____ Records supplied
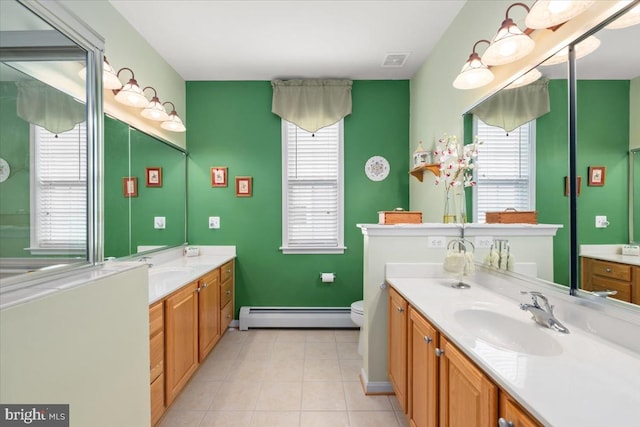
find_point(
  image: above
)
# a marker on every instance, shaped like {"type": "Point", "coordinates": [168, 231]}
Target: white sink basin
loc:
{"type": "Point", "coordinates": [508, 333]}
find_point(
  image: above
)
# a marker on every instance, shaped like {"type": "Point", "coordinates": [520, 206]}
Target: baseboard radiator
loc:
{"type": "Point", "coordinates": [295, 317]}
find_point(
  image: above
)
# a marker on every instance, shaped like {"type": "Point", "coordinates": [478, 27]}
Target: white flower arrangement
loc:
{"type": "Point", "coordinates": [456, 168]}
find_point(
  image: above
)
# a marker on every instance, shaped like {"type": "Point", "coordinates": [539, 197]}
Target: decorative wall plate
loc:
{"type": "Point", "coordinates": [5, 170]}
{"type": "Point", "coordinates": [377, 168]}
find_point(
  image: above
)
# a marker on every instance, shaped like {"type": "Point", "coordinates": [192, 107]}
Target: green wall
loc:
{"type": "Point", "coordinates": [231, 124]}
{"type": "Point", "coordinates": [14, 194]}
{"type": "Point", "coordinates": [603, 140]}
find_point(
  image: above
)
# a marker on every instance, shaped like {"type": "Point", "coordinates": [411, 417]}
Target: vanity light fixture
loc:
{"type": "Point", "coordinates": [131, 94]}
{"type": "Point", "coordinates": [173, 124]}
{"type": "Point", "coordinates": [584, 48]}
{"type": "Point", "coordinates": [549, 13]}
{"type": "Point", "coordinates": [474, 72]}
{"type": "Point", "coordinates": [109, 78]}
{"type": "Point", "coordinates": [154, 109]}
{"type": "Point", "coordinates": [525, 79]}
{"type": "Point", "coordinates": [630, 18]}
{"type": "Point", "coordinates": [509, 43]}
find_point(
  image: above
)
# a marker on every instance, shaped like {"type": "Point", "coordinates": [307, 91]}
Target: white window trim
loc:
{"type": "Point", "coordinates": [532, 168]}
{"type": "Point", "coordinates": [340, 248]}
{"type": "Point", "coordinates": [34, 198]}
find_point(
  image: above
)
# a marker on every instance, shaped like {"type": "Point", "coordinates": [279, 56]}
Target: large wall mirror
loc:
{"type": "Point", "coordinates": [606, 81]}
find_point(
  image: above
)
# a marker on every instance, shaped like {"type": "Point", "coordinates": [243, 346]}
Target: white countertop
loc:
{"type": "Point", "coordinates": [173, 271]}
{"type": "Point", "coordinates": [584, 380]}
{"type": "Point", "coordinates": [608, 253]}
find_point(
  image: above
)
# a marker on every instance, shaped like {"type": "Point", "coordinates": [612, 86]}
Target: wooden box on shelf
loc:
{"type": "Point", "coordinates": [399, 217]}
{"type": "Point", "coordinates": [512, 216]}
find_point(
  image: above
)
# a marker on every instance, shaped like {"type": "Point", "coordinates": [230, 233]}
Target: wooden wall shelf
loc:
{"type": "Point", "coordinates": [418, 171]}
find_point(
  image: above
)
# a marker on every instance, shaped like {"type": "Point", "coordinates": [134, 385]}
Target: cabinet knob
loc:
{"type": "Point", "coordinates": [504, 423]}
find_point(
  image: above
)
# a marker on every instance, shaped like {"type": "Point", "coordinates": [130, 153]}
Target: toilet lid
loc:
{"type": "Point", "coordinates": [358, 307]}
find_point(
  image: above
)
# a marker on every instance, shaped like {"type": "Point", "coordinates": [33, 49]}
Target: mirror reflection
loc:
{"type": "Point", "coordinates": [131, 222]}
{"type": "Point", "coordinates": [43, 156]}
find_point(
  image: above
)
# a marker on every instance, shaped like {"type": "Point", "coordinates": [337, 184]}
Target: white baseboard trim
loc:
{"type": "Point", "coordinates": [374, 387]}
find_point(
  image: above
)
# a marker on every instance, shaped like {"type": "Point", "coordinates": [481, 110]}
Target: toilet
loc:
{"type": "Point", "coordinates": [357, 316]}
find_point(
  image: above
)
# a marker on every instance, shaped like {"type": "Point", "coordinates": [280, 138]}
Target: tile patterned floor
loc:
{"type": "Point", "coordinates": [282, 378]}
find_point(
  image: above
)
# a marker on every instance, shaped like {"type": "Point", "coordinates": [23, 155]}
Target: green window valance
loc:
{"type": "Point", "coordinates": [311, 104]}
{"type": "Point", "coordinates": [511, 108]}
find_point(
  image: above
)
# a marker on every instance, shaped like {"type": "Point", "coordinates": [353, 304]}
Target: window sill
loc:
{"type": "Point", "coordinates": [314, 250]}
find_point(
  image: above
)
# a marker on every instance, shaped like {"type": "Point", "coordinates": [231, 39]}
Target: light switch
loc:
{"type": "Point", "coordinates": [159, 222]}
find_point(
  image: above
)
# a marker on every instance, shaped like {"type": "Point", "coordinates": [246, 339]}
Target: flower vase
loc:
{"type": "Point", "coordinates": [455, 204]}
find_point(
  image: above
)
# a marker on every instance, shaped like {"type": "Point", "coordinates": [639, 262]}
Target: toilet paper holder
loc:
{"type": "Point", "coordinates": [327, 277]}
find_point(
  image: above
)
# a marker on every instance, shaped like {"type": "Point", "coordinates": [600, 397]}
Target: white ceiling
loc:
{"type": "Point", "coordinates": [265, 40]}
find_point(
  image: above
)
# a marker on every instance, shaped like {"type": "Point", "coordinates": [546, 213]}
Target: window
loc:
{"type": "Point", "coordinates": [59, 196]}
{"type": "Point", "coordinates": [312, 190]}
{"type": "Point", "coordinates": [505, 169]}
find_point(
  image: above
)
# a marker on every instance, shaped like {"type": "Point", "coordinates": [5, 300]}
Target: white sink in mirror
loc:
{"type": "Point", "coordinates": [508, 333]}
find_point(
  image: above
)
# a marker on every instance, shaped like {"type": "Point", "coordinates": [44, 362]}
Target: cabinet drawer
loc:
{"type": "Point", "coordinates": [226, 292]}
{"type": "Point", "coordinates": [156, 355]}
{"type": "Point", "coordinates": [210, 279]}
{"type": "Point", "coordinates": [156, 318]}
{"type": "Point", "coordinates": [157, 399]}
{"type": "Point", "coordinates": [226, 271]}
{"type": "Point", "coordinates": [226, 316]}
{"type": "Point", "coordinates": [603, 284]}
{"type": "Point", "coordinates": [611, 270]}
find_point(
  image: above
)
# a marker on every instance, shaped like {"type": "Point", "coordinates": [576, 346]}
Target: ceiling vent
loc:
{"type": "Point", "coordinates": [395, 60]}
________
Your instructions - What's needed is an exact copy of every entry, free of pictures.

Response area -
find_point(
  image: above
)
# a marker on every instance, shaped like {"type": "Point", "coordinates": [168, 231]}
Target: white sink basin
loc:
{"type": "Point", "coordinates": [508, 333]}
find_point(
  image: above
)
# a marker on every instance, shaped like {"type": "Point", "coordinates": [520, 206]}
Target: baseboard radiator
loc:
{"type": "Point", "coordinates": [295, 317]}
find_point(
  image: above
)
# a marker on every instance, shaped like {"type": "Point", "coordinates": [478, 27]}
Target: white flower arrangement
loc:
{"type": "Point", "coordinates": [456, 168]}
find_point(
  image: above
)
# a marker on every instance, shaped like {"type": "Point", "coordinates": [539, 197]}
Target: decorative wall plate
loc:
{"type": "Point", "coordinates": [5, 170]}
{"type": "Point", "coordinates": [377, 168]}
find_point(
  image: above
)
# a marker on every instance, shaped like {"type": "Point", "coordinates": [192, 107]}
Target: green wall
loc:
{"type": "Point", "coordinates": [231, 124]}
{"type": "Point", "coordinates": [14, 194]}
{"type": "Point", "coordinates": [603, 140]}
find_point(
  image: above
)
# a marker on every instance, shaped like {"type": "Point", "coordinates": [411, 417]}
Target: vanity light fixture
loc:
{"type": "Point", "coordinates": [131, 94]}
{"type": "Point", "coordinates": [173, 124]}
{"type": "Point", "coordinates": [584, 48]}
{"type": "Point", "coordinates": [549, 13]}
{"type": "Point", "coordinates": [474, 72]}
{"type": "Point", "coordinates": [109, 78]}
{"type": "Point", "coordinates": [154, 109]}
{"type": "Point", "coordinates": [525, 79]}
{"type": "Point", "coordinates": [630, 18]}
{"type": "Point", "coordinates": [509, 43]}
find_point(
  image: above
)
# a marker on every instance, shaped like {"type": "Point", "coordinates": [307, 91]}
Target: white window trim
loc:
{"type": "Point", "coordinates": [532, 168]}
{"type": "Point", "coordinates": [340, 248]}
{"type": "Point", "coordinates": [34, 198]}
find_point(
  image: above
)
# a marker on every instance, shaped like {"type": "Point", "coordinates": [279, 56]}
Target: large wall mirror
loc:
{"type": "Point", "coordinates": [606, 81]}
find_point(
  image: above
)
# a marker on every instance, shaped like {"type": "Point", "coordinates": [243, 346]}
Target: white countertop
loc:
{"type": "Point", "coordinates": [173, 271]}
{"type": "Point", "coordinates": [584, 380]}
{"type": "Point", "coordinates": [608, 253]}
find_point(
  image: above
)
# a marker on every instance, shaped like {"type": "Point", "coordinates": [612, 86]}
Target: wooden box on shelf
loc:
{"type": "Point", "coordinates": [399, 217]}
{"type": "Point", "coordinates": [512, 216]}
find_point(
  image: above
)
# a marker on every instance, shaped like {"type": "Point", "coordinates": [230, 233]}
Target: wooden wall shelf
loc:
{"type": "Point", "coordinates": [418, 171]}
find_point(
  image: above
)
# a marker on every instance, shaped like {"type": "Point", "coordinates": [134, 385]}
Target: cabinet knob
loc:
{"type": "Point", "coordinates": [504, 423]}
find_point(
  image: above
)
# a marker on every instance, shaped like {"type": "Point", "coordinates": [130, 153]}
Target: toilet lid
loc:
{"type": "Point", "coordinates": [358, 307]}
find_point(
  image: above
)
# a marker on every instance, shaped like {"type": "Point", "coordinates": [33, 49]}
Target: mirror reflection
loc:
{"type": "Point", "coordinates": [131, 222]}
{"type": "Point", "coordinates": [43, 156]}
find_point(
  image: above
)
# a marker on every instance, shaped like {"type": "Point", "coordinates": [337, 184]}
Target: white baseboard trim
loc:
{"type": "Point", "coordinates": [374, 387]}
find_point(
  image: above
)
# a marker on every instance, shaped like {"type": "Point", "coordinates": [481, 110]}
Target: toilet
loc:
{"type": "Point", "coordinates": [357, 316]}
find_point(
  image: above
)
# a marker on every instance, shaped like {"type": "Point", "coordinates": [280, 138]}
Target: tile patterned floor
loc:
{"type": "Point", "coordinates": [282, 378]}
find_point(
  image: above
)
# a marker on every instance, shaped like {"type": "Point", "coordinates": [23, 155]}
Target: green window valance
loc:
{"type": "Point", "coordinates": [311, 104]}
{"type": "Point", "coordinates": [511, 108]}
find_point(
  image: above
)
# a marker on every instance, shaped like {"type": "Point", "coordinates": [353, 304]}
Target: window sill
loc:
{"type": "Point", "coordinates": [314, 250]}
find_point(
  image: above
)
# a marker on every instance, shaped like {"type": "Point", "coordinates": [231, 39]}
Target: light switch
loc:
{"type": "Point", "coordinates": [159, 222]}
find_point(
  image: above
)
# a marker on every instance, shaped like {"type": "Point", "coordinates": [246, 339]}
Target: flower vase
loc:
{"type": "Point", "coordinates": [455, 204]}
find_point(
  image: above
)
# a marker on every instance, shaped like {"type": "Point", "coordinates": [639, 262]}
Target: toilet paper holder
loc:
{"type": "Point", "coordinates": [327, 277]}
find_point(
  image: above
)
# a marker on every instance, shaped like {"type": "Point", "coordinates": [600, 397]}
Target: white ceiling
loc:
{"type": "Point", "coordinates": [265, 40]}
find_point(
  image: above
)
# a marker on every instance, shaped like {"type": "Point", "coordinates": [546, 213]}
Target: window
loc:
{"type": "Point", "coordinates": [59, 196]}
{"type": "Point", "coordinates": [312, 190]}
{"type": "Point", "coordinates": [505, 169]}
find_point(
  image: above
)
# a marker on every instance, shaped like {"type": "Point", "coordinates": [5, 300]}
Target: white sink in mirror
loc:
{"type": "Point", "coordinates": [508, 333]}
find_point(
  image: above
)
# a marker on every instance, shaped like {"type": "Point", "coordinates": [44, 362]}
Target: cabinet drawer
loc:
{"type": "Point", "coordinates": [226, 292]}
{"type": "Point", "coordinates": [156, 355]}
{"type": "Point", "coordinates": [210, 279]}
{"type": "Point", "coordinates": [156, 318]}
{"type": "Point", "coordinates": [157, 399]}
{"type": "Point", "coordinates": [226, 271]}
{"type": "Point", "coordinates": [226, 316]}
{"type": "Point", "coordinates": [603, 284]}
{"type": "Point", "coordinates": [611, 270]}
find_point(
  image: above
)
# a marker on every instance, shaped like {"type": "Point", "coordinates": [576, 346]}
Target: ceiling vent
loc:
{"type": "Point", "coordinates": [395, 60]}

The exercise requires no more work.